#### Vorgegebener Text
# Kaufentscheidung...



## seni (25. November 2009)

Guten Abend

Ich bräuchte Hilfe bei einer Kaufentscheidung.
Ich schwanke zwischen folgenden Modellen:

1. ASUS X62J-JX074V 
Notebooks ASUS X62J-JX074V [HighEnd-Gamer 2.1]

2. HP Pavilion dv7-2155eg 
Media Markt. HP Pavilion dv7-2155eg. Top-Notebooks bei Media Markt. Jetzt anrufen, bestellen und abholen.

Mich würde z.B. folgendes interessieren:
- welcher ist besser und warum?
- wie sind die i7 CPUs, hat jemand damit Erfahrung?
- kann ich den "turbo boost" selbst steuern, wenn nein, wann aktiviert er sich?
- sind dann alle vier kerne mit 2,8 Ghz getaktet oder nur einer?
- ist der i7 mit 1,6 Ghz trotz geringerer Taktfrequenz besser als der Core mit 2,0 Ghz? Werde aus der Intel-HP nicht schlau.
- welches Notebook ist eher "Zukunftssicher", möchte mir nicht gleich ein neues kaufen müssen
- wie stehts mit der Gesinnung, welcher Hersteller hat die Nase vorne bei Qualität etc., ASUS oder HP

Die GraKa des Laptops ist eher nebensächlich, sollte allerdings DX10 unterstützen und das können laut notebookcheck.com beide.

Primär brauche ich den Laptop um mit VMware Parallel zu Win verschiedene andere OS laufen zu lassen, Anwendungsentwicklung betreiben zu können und für Multimedia/Office. Spiele sind eher nebensächlich... ich glaube die aufwändigsten Spiele, welche ich in den letzten 24 Monaten gespielt habe waren LastChaos und Solitär...
########
## Ihre Aufgaben:
1. Nennen Sie alle Zwecke, für die der Verfasser des Forenbeitrags zur Notebook-Kaufentscheidung den Laptop laut eigener Aussage primär braucht.
2. Auf welche Website beruft sich der Forenbeitrag zur Notebook-Kaufentscheidung bei der Angabe, dass beide Modelle DX10 unterstützen?
3. Schreiben Sie den Forenbeitrag zur Notebook-Kaufentscheidung im Anschluss an seinen letzten Satz weiter.
#### Datenzeilen
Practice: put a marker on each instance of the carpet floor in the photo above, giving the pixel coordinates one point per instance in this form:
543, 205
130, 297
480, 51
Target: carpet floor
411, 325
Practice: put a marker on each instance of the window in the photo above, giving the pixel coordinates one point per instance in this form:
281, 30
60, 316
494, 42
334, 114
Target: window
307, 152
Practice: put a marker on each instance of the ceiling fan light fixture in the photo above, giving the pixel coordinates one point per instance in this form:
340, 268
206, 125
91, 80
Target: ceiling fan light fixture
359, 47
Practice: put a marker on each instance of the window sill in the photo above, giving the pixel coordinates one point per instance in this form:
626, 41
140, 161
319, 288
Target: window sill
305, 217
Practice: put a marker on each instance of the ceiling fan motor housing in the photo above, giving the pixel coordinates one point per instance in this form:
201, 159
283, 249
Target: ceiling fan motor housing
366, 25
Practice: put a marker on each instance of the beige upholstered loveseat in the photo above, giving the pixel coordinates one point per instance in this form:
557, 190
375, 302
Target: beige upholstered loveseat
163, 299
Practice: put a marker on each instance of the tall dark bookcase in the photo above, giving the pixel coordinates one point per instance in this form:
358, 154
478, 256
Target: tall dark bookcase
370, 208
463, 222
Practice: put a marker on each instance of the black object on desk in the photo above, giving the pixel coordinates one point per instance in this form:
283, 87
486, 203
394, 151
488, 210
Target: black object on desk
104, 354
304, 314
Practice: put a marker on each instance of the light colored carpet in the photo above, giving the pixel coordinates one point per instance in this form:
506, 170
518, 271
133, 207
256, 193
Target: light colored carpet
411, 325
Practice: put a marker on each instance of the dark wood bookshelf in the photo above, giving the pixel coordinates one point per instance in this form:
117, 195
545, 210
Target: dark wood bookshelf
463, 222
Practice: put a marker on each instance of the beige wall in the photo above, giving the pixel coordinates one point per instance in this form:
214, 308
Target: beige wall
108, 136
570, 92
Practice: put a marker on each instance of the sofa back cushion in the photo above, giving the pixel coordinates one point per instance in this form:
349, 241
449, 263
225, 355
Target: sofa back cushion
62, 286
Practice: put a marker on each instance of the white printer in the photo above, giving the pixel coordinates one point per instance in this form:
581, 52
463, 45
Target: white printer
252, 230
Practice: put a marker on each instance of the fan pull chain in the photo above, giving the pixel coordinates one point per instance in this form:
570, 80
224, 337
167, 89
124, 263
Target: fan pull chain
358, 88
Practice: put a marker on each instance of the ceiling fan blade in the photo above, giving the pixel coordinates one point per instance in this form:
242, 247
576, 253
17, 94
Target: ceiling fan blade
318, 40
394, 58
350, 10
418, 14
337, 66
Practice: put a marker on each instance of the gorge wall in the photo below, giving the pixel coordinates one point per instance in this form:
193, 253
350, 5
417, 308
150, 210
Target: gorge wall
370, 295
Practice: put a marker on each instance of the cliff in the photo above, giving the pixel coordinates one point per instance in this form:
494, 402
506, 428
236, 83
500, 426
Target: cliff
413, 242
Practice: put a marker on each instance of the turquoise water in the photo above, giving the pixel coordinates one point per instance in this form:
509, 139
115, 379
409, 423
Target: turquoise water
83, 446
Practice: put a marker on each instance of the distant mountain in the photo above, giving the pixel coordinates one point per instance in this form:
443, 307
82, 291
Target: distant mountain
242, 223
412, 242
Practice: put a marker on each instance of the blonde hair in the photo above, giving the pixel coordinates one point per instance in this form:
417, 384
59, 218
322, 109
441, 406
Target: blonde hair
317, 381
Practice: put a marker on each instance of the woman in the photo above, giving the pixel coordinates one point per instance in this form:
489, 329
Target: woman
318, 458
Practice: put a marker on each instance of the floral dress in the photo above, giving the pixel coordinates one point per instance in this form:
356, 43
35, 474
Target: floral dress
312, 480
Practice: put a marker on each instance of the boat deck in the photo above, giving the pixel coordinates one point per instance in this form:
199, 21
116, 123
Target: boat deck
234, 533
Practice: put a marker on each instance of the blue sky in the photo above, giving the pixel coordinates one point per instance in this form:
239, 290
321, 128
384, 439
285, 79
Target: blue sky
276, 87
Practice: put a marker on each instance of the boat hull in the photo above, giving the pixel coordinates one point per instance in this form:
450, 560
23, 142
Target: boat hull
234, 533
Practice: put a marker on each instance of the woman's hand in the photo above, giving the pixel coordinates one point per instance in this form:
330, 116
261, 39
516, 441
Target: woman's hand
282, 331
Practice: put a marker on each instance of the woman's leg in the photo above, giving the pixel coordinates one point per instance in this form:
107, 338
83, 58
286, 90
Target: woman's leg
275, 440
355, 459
########
## Ergebnisse je Aufgabe:
1.
- Mit VMware parallel zu Windows verschiedene andere Betriebssysteme laufen lassen
- Anwendungsentwicklung betreiben
- Multimedia/Office

2. notebookcheck.com

3.
So jetzt lasse ich mich mal von euren Beiträgen überraschen.

Allen antwortenden jetzt schon ein herzliches Dankeschön!


----------



## moddingfreaX (25. November 2009)

Ganz klar vorne ist das Asus Notebook weil es schlicht und ergreifend viel mehr Power hat.
Das liegt an der aktuellen Core i7 Technologie die aufgrund einer anderen Bauweise trotz weniger Takt mehr Leistung bringt (nicht übertaktet schon 4 %).
Die Übertaktung erfolgt auf alle vier Kerne und kann individuell an- und ausgeschaltet und kontrolliert werden.
Aufgrund der Aktualität ist das Asus auch zukunftssicherer


----------



## 1821984 (25. November 2009)

Also der I7 takten nur von 1,6 bis zu 2,8 hoch, wenn die TDP (Wärmehaushalt) noch spielraum hat. 2,8 Ghz ist der max. Takt, wenn nur 1 Kern beansprucht wird und das ganze noch in der TDP liegt. Da du schreibst, dass du mehrere OS laufen lässt, würde ich dir ganz klar nen I7 empfehlen. 
Da kommt dann das 4 reele Kerne und 8 generierte Kerne. Also für viele anwendung eher besser.
Diesen Turbomodus kannst du nicht selbst regeln. Vielleicht im Bios bischen rumspielen aber mehr auch nicht.

wenn der I7 nur mit 2 Kerne läuft, dann kommt er noch, ich glaub auf 2x 2,4 Ghz oder so aber das steuert er selbst.
Das mit der geringeren Taktfrquenz stimmt also nicht so ganz. Dud hast jetzt ja auch nen 4 Kerner da.


----------



## Wargrown (25. November 2009)

4 reele und 4 generierte^^


----------



## 1821984 (25. November 2009)

oder so aber insgesammt halt 8 Stck.


----------



## mattinator (26. November 2009)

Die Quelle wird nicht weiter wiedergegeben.